PASSAGE TO READ —
+++

On Saint-Catherine Street, the building formerly occupied by the La Patrie newspaper is slated to become the new home of this controversial international organization that is recognized as a religious corporation in Quebec.
No work has yet begun on the beautiful six-story stone building purchased by Scientologists in 2007 at a cost of $4.2 million. After hosting an art gallery last year, the building is now vacant.
Scientologists nevertheless want to turn this site into a magnificent temple which they call an “ideal organization,” like the one that opened in Quebec City’s lower town in 2010.
Founded in 1954 by science fiction author L. Ron Hubbard, the Church of Scientology sells expensive courses and therapies that are supposed to purify the body and the mind. The organization says that its goal is to make way for a world without war and criminality. And to achieve this goal, it must build “ideal organizations” around the globe.
The Church of Scientology claims that the Montreal project is not experiencing any delays. The building is still in “the design and planning phase,” asserts Erin Banks, spokesperson for the organization in Los Angeles, in reply to Le Devoir. The president of the Church in Canada, Yvette Shank, emphasizes that, due to the age of the building – built in 1905 – the planning stage is longer.

+++

REQUIRED WORK —
(A) In the article on the Scientology building in Montreal, how much did the Scientologists pay for it in 2007?
(B) Write the next few sentences of the article on the Scientology building in Montreal, picking up after its final sentence.

+++

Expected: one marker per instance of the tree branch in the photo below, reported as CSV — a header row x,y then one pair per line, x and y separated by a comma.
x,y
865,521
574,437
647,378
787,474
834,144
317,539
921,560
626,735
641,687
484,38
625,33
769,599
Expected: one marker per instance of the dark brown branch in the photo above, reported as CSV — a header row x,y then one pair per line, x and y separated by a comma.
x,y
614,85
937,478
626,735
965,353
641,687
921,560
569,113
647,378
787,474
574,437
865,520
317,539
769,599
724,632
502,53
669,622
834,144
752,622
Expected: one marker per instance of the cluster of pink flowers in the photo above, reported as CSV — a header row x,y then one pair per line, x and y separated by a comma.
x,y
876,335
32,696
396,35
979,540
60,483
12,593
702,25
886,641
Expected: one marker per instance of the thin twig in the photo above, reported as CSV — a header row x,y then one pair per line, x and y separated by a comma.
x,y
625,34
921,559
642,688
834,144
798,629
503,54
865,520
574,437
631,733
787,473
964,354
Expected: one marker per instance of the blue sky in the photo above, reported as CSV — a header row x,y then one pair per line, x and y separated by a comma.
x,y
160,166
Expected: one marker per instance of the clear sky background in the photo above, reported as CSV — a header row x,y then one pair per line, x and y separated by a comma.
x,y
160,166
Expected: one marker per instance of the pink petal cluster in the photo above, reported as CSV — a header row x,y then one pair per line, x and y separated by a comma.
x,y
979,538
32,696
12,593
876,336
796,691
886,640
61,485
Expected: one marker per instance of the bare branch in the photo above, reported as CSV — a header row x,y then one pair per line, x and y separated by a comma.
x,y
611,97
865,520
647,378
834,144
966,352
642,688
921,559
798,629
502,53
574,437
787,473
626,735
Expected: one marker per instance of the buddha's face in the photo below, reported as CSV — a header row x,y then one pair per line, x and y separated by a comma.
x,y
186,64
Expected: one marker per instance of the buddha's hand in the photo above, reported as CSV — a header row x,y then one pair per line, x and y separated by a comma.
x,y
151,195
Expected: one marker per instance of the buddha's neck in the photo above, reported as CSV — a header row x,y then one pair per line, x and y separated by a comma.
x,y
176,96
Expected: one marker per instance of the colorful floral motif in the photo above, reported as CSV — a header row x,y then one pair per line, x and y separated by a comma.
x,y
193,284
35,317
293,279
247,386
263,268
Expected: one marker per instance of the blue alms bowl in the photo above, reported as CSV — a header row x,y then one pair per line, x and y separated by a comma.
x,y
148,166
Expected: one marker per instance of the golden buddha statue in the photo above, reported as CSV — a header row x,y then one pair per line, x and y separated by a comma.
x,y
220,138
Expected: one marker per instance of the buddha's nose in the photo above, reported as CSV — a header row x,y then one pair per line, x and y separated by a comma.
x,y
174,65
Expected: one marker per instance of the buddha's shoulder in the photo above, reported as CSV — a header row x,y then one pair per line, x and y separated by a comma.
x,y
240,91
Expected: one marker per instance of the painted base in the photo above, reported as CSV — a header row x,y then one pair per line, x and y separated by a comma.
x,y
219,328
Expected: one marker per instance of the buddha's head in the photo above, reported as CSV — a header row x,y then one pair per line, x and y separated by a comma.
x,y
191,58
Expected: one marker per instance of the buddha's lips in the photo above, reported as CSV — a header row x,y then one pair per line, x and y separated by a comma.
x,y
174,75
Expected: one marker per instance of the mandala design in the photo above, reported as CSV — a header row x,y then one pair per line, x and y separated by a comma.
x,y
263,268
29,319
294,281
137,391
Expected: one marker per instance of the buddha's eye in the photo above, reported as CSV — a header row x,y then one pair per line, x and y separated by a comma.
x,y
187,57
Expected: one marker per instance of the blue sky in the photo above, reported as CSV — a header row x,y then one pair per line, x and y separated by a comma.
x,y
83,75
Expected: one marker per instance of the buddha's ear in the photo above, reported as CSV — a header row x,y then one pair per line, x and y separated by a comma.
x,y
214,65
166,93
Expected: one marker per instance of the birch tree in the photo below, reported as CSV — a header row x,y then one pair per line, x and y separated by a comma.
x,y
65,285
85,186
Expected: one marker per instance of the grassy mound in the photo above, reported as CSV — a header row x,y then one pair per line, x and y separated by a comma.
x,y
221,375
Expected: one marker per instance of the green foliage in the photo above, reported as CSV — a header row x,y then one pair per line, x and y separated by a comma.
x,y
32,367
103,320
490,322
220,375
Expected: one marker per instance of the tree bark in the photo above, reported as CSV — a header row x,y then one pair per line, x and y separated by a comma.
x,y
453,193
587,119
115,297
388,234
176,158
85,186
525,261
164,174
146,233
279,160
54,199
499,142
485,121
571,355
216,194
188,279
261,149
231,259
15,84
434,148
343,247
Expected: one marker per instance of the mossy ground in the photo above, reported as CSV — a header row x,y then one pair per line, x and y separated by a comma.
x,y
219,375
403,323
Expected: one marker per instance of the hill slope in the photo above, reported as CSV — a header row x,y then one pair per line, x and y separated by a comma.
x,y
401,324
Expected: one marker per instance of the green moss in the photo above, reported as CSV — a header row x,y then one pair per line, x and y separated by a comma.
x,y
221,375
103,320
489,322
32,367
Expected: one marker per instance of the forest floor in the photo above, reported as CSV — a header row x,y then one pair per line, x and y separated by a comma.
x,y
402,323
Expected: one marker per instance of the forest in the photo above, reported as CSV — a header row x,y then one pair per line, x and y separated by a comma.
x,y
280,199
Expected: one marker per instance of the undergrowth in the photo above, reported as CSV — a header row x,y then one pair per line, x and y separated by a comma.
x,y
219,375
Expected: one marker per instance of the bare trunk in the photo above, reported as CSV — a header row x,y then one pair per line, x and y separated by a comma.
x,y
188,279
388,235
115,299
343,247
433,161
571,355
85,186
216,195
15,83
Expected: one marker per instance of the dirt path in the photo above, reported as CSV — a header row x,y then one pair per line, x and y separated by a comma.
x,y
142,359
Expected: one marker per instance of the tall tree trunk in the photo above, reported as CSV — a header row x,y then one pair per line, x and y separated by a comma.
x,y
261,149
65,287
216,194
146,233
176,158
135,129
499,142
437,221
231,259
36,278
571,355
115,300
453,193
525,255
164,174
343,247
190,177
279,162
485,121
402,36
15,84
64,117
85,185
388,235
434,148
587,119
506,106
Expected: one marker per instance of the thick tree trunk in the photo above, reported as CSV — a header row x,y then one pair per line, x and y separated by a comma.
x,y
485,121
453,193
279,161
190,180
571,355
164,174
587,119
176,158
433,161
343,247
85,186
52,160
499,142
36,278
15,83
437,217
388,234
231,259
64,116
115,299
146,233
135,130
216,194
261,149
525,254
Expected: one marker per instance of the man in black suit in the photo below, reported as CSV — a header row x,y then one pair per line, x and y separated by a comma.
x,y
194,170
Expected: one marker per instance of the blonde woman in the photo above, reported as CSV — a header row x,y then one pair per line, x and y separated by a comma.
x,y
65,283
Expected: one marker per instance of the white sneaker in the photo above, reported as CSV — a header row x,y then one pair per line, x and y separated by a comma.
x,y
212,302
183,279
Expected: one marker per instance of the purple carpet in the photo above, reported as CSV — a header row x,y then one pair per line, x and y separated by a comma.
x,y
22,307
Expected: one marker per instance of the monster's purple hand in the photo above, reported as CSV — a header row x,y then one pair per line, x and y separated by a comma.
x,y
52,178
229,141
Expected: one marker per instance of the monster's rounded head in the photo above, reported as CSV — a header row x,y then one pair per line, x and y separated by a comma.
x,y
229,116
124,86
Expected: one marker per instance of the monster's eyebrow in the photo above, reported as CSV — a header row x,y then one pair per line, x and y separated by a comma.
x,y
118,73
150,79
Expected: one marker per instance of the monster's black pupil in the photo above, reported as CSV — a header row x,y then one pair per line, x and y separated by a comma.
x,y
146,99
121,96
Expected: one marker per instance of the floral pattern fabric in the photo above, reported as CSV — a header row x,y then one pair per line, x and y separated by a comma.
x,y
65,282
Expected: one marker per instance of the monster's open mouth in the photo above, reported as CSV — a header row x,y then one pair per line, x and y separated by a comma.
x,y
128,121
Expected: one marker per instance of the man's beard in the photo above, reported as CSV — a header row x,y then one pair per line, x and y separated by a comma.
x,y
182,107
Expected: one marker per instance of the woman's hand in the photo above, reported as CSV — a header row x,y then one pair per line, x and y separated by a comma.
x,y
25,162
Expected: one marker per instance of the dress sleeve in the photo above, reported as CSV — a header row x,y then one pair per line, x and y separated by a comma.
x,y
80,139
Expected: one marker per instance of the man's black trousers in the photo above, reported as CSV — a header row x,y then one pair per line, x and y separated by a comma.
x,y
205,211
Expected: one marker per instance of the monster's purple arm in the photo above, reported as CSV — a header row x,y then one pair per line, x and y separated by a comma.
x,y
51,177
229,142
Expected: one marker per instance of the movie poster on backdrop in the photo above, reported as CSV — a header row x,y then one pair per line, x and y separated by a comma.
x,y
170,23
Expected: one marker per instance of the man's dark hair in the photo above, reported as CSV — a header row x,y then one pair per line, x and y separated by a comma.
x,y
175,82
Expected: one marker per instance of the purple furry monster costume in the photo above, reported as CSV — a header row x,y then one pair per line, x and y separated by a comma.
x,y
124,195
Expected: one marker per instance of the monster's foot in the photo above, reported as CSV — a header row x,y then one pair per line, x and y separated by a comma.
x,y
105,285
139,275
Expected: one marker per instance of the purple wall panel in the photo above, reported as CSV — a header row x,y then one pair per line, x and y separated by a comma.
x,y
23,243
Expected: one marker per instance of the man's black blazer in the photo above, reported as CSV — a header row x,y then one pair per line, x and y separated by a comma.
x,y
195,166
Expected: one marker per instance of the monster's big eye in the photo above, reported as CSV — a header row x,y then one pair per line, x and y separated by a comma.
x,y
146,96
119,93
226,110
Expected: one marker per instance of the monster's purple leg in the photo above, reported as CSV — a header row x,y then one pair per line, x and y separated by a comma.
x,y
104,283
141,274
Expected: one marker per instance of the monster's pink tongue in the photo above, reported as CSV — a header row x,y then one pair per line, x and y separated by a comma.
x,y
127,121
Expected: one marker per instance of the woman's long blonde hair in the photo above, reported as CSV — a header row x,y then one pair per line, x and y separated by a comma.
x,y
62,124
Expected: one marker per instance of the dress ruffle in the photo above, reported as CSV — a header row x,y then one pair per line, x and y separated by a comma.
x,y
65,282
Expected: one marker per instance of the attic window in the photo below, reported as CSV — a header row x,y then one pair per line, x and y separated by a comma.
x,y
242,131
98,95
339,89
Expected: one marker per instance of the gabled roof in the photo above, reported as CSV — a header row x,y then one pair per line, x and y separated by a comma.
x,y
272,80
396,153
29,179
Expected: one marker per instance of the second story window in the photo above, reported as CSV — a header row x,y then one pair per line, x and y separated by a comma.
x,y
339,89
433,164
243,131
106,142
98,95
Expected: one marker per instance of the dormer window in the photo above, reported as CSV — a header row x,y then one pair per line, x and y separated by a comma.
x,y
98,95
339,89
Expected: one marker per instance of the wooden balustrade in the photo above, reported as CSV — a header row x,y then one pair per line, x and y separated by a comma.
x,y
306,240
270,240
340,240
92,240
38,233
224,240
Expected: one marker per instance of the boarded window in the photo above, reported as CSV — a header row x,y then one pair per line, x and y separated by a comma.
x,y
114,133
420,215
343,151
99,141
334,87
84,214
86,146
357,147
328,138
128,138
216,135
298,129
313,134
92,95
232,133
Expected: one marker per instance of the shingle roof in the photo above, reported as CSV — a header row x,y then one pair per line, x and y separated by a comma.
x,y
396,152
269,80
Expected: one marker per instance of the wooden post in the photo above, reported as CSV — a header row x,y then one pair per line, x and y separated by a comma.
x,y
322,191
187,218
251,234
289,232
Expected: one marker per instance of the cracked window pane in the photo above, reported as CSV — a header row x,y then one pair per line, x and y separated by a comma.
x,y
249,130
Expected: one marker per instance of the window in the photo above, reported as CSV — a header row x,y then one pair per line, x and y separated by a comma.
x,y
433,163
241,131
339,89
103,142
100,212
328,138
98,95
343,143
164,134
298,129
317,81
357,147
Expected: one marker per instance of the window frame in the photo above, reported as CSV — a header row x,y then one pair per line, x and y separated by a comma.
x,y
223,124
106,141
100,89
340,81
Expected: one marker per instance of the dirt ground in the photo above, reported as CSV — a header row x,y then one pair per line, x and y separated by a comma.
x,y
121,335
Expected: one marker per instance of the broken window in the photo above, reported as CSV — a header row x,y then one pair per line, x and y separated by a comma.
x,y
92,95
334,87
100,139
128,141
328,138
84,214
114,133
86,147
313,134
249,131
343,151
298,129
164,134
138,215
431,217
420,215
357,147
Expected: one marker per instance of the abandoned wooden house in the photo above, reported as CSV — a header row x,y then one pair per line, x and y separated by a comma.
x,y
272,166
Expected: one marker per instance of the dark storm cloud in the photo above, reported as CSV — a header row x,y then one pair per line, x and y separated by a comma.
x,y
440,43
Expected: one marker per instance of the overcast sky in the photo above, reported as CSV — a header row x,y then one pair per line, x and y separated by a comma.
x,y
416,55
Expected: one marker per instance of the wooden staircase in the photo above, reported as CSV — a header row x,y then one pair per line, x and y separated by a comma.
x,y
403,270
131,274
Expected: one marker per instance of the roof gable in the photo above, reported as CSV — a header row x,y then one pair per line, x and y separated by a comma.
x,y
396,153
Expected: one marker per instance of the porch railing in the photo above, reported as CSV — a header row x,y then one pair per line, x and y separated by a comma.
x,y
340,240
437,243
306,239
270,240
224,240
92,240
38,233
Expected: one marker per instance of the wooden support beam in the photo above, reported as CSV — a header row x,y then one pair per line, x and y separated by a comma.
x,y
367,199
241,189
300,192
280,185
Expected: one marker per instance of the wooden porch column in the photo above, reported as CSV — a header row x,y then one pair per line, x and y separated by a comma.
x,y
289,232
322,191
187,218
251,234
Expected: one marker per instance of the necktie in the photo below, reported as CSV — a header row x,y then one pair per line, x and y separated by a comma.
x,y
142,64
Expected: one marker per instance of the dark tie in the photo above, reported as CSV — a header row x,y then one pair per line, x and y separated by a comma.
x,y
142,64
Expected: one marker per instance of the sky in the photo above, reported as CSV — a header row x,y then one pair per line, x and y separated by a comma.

+++

TASK RESULTS —
(A) $4.2 million.

(B)
In 2010, however, Ms. Shank said she hoped the new facilities on Saint Catherine Street would be inaugurated at the end of 2011. The building’s expected opening date has also been postponed several times on the organization’s website.
If the Montreal project seems to be faltering, things are moving ahead elsewhere in Canada. In February, hundreds of Scientologists gathered in Cambridge, Ontario, to celebrate the opening of their “new church.” Like the one inaugurated in Quebec City, the two-story building welcomes visitors in a flashily appointed and bright environment. It includes training rooms, a chapel, an information center, and a sauna.
In Toronto, the organization’s headquarters in Canada, all activities have been temporarily relocated because of the major renovations planned for the eight-story building located a few minutes from Queen’s Park. At a bit more than an hour’s drive from Toronto, the Scientologists also own about 80 hectares of land that they want to convert into a training center.
In Winnipeg, the scenario is similar to Montreal. The Church of Scientology owns a historic six-story building in the stock exchange district. There too, the renovation work is in the planning stage.
This real estate strategy implemented at costs of millions of dollars in all countries where Scientologists are present has been drawing a great deal of criticism.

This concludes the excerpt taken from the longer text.